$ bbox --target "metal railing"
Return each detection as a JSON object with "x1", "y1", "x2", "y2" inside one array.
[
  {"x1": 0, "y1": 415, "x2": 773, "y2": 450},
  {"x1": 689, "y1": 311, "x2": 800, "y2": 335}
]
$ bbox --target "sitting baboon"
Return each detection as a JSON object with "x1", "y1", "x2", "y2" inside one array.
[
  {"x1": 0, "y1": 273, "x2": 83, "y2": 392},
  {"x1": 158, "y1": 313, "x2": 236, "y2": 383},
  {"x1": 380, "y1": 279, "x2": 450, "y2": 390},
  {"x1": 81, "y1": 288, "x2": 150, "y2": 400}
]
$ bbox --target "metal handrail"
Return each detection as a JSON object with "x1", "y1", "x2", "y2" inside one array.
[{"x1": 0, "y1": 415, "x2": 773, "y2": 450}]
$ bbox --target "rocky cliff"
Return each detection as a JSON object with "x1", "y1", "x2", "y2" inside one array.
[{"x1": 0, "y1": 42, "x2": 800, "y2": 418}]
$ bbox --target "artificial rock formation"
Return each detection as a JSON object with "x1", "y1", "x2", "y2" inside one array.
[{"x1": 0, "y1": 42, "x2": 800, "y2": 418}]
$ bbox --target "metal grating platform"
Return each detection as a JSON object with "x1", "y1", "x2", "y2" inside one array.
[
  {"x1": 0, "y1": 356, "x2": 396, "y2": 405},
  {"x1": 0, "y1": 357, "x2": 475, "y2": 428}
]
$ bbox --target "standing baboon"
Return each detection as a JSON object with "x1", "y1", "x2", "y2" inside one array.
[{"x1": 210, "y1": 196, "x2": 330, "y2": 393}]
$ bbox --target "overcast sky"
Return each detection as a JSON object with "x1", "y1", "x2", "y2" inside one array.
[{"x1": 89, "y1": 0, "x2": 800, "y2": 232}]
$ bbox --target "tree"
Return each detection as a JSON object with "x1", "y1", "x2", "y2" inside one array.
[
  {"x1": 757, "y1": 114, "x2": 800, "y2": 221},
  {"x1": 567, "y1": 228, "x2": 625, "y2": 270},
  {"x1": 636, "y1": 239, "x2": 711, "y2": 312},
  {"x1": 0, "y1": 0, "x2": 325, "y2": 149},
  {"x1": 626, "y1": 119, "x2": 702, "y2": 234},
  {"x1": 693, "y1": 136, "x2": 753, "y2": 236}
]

-=-=-=-=-

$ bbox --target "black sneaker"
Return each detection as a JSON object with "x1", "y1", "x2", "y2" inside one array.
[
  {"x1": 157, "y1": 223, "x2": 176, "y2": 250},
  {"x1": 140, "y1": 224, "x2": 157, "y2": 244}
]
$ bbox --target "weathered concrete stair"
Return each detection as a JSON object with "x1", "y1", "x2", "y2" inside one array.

-=-=-=-=-

:: Problem description ::
Find each line in the rows above that contains the word "baboon" and copy it out. Case matters.

:: Answer in full ::
$ bbox --target "sitting baboon"
$ bbox --target "standing baboon"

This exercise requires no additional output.